Given request:
Repeat every line below exactly, word for word.

Raw data:
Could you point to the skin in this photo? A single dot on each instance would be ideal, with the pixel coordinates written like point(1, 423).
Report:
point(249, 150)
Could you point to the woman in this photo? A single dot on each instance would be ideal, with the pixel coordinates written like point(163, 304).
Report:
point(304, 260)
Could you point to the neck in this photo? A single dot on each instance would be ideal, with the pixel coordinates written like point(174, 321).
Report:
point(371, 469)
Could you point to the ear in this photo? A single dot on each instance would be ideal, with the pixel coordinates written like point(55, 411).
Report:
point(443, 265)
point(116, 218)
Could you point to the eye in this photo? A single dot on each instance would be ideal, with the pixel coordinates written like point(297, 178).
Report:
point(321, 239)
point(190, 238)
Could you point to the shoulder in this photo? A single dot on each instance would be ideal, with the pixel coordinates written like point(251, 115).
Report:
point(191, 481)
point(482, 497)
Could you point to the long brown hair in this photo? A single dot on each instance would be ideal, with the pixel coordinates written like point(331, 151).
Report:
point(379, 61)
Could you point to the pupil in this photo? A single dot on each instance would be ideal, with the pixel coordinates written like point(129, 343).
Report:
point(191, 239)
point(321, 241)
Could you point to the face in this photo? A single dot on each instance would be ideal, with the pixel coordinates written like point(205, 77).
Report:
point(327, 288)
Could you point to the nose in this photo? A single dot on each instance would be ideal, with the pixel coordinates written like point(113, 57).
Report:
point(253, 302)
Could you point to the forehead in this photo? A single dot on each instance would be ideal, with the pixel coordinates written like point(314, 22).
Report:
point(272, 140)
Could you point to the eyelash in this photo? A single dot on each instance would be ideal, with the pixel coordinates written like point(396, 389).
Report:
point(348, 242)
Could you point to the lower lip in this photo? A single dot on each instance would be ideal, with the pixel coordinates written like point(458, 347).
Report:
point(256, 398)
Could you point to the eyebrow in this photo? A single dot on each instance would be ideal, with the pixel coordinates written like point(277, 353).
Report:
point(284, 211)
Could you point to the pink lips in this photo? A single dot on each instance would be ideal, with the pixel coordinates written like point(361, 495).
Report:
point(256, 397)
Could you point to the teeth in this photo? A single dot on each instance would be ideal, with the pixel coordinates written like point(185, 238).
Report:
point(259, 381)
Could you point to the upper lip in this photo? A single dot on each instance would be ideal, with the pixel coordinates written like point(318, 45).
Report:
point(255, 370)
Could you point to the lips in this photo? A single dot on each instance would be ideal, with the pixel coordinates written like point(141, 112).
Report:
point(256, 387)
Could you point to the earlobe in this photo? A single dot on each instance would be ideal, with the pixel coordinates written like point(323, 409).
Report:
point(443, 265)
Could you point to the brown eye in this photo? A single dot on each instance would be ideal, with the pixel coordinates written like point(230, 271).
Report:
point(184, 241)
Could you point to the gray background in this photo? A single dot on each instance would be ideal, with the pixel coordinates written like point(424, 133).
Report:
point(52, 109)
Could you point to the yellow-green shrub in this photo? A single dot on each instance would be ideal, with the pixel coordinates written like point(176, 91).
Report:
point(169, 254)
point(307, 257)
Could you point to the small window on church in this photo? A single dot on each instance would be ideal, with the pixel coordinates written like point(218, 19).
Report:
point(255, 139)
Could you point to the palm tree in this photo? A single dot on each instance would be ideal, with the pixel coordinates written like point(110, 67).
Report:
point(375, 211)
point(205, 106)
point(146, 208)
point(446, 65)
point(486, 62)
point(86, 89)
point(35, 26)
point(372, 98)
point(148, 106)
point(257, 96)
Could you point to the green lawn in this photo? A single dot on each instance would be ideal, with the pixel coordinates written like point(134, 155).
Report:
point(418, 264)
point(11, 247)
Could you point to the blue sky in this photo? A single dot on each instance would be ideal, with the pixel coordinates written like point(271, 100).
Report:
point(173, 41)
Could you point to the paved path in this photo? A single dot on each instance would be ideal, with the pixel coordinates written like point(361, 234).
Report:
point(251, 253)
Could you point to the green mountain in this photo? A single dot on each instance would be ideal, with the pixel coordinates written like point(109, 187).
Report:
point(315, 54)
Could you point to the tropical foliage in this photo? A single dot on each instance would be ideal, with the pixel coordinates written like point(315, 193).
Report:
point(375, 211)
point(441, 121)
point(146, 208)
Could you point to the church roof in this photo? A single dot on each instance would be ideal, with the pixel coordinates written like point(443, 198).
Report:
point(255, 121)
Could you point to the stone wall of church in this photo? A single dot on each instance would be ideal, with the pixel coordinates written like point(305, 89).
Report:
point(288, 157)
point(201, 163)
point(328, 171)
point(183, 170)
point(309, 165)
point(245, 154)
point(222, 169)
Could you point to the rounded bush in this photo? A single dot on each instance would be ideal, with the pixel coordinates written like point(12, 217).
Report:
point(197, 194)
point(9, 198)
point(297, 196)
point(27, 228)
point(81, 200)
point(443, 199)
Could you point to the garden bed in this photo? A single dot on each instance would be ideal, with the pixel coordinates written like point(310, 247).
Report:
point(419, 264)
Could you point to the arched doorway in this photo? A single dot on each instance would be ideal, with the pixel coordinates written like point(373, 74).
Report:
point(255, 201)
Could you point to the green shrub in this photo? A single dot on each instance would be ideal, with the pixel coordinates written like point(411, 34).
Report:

Response to this task:
Could you point to the skin in this photo? A single dot on each instance would be ideal, with the pixel coordinates written like point(1, 423).
Report:
point(249, 150)
Could you point to the woman in this photo? A single dot on each instance would be ideal, with the pixel coordinates written like point(163, 304).
Report:
point(304, 260)
Could you point to the neck in this photo? A single dot on each instance would be ideal, with the pixel coordinates written like point(174, 321).
Report:
point(371, 469)
Could you point to the ear in this photo? A single dot on each instance would be ideal, with the pixel coordinates written like point(55, 411).
Report:
point(443, 265)
point(116, 218)
Could you point to the eye in this photo? A single dot on each instance would be ideal, with the pixel coordinates written like point(297, 178).
Report:
point(321, 239)
point(190, 238)
Could you point to the shoulder in this photo? A single dot on each instance would be ideal, with the pixel coordinates written like point(251, 115).
Report:
point(191, 481)
point(482, 497)
Could you point to the long brown hair in this photo? A single dot on each instance would be ideal, with the pixel coordinates written like point(331, 151).
Report:
point(379, 61)
Could you point to the pupil in this photo? A single dot on each instance would be ideal, with the pixel coordinates written like point(129, 343).
Report:
point(191, 239)
point(321, 241)
Could you point to the face in this photo? A single dot on each instance would be ideal, with the pixel coordinates written like point(205, 77).
Report:
point(327, 288)
Could you point to the nose in this photo? A single dot on each instance would be ideal, with the pixel coordinates written like point(113, 57).
Report:
point(253, 302)
Could you point to the forehead in this photo? A single dot on each instance would be ideal, with the pixel coordinates written like point(314, 22).
Report:
point(272, 140)
Could you point to the eyelash in this photo? A single dot on each instance would be ideal, with the pixel coordinates written like point(396, 389).
Report:
point(348, 242)
Could you point to the lower lip in this photo? A single dot on each instance would be ideal, with the pixel coordinates written like point(458, 347).
Report:
point(256, 398)
Could you point to the eyebrow in this photo? A single dot on each instance would be ideal, with the pixel coordinates written like point(277, 353).
Report:
point(284, 211)
Could you point to the pink lips in this photo? A single dot on each instance would be ideal, with the pixel coordinates written like point(361, 495).
Report:
point(256, 397)
Could you point to the teeth in this photo? A single dot on each instance would be ideal, with the pixel coordinates written like point(185, 238).
Report:
point(259, 381)
Could you point to the upper lip in this photo? A single dot on each instance would be ideal, with the pixel coordinates written like point(318, 45).
Report:
point(255, 370)
Could you point to the lips in this photo? A single dot on each instance would be ideal, with the pixel coordinates written like point(141, 112).
Report:
point(256, 387)
Could you point to the earlobe in this photo? A single dot on each instance would be ideal, with the pixel coordinates written like point(323, 409).
Report:
point(443, 265)
Could you point to the brown eye in this photo? A single dot on each instance would be ideal, with the pixel coordinates written like point(230, 271).
Report:
point(184, 241)
Could you point to the gray background in this photo? A single dot on each instance would be ideal, with the pixel coordinates written like point(424, 133).
Report:
point(52, 109)
Could you point to the yellow-green shrub in this photo? A single dot on each instance would be ideal, with the pixel coordinates written like point(176, 91).
Report:
point(169, 254)
point(307, 257)
Could you point to the small window on church in this photo? A single dot on each instance would be ideal, with the pixel coordinates written like point(218, 19).
Report:
point(255, 139)
Could you point to the palm tree in this photo? A single dot on each instance would be ideal, with the pixel coordinates written like point(110, 67).
Report:
point(375, 211)
point(205, 106)
point(146, 208)
point(446, 65)
point(486, 62)
point(86, 89)
point(35, 26)
point(372, 98)
point(148, 106)
point(257, 96)
Could you point to the green lawn in this photo? A single dot on each instance would be ideal, with the pixel coordinates written like point(134, 155).
Report:
point(418, 264)
point(11, 247)
Could you point to the blue sky in this photo? A single dot on each instance would be ideal, with the pixel coordinates written like point(271, 100).
Report:
point(173, 41)
Could you point to the paved path in this photo? A single dot on each instance would be ideal, with the pixel coordinates written like point(361, 234).
Report:
point(251, 253)
Could you point to the green mountain in this photo? A single dot on each instance would be ideal, with the pixel coordinates written like point(109, 187).
Report:
point(315, 54)
Could you point to the tropical foliage in this photo? A single dot on each instance would be ideal, with the pixel coordinates written like point(315, 193).
Report:
point(375, 211)
point(441, 121)
point(146, 208)
Could you point to the church roof in this photo? A single dot on each instance would be ideal, with the pixel coordinates written like point(443, 198).
Report:
point(255, 121)
Could you point to the stone wall of church in this photo? A single dot on each instance would be ideal, with the pixel coordinates written like point(305, 89).
Report:
point(288, 157)
point(201, 163)
point(328, 171)
point(183, 170)
point(309, 165)
point(245, 154)
point(222, 169)
Could you point to the rounded bush in this photo? A single dot on each instance would be ideal, with the pixel coordinates written like point(12, 217).
Report:
point(197, 194)
point(9, 198)
point(297, 196)
point(27, 228)
point(81, 200)
point(443, 199)
Could you point to the garden bed in this photo? A single dot on each instance would be ideal, with the pixel coordinates written like point(310, 247).
Report:
point(419, 264)
Could you point to the arched doorway in this photo? A single dot on each instance would be ideal, with the pixel coordinates written like point(373, 74).
Report:
point(255, 201)
Could you point to the green shrub in this photo? A single dot on each instance would be ideal, with the pixel coordinates written like point(411, 34).
Report:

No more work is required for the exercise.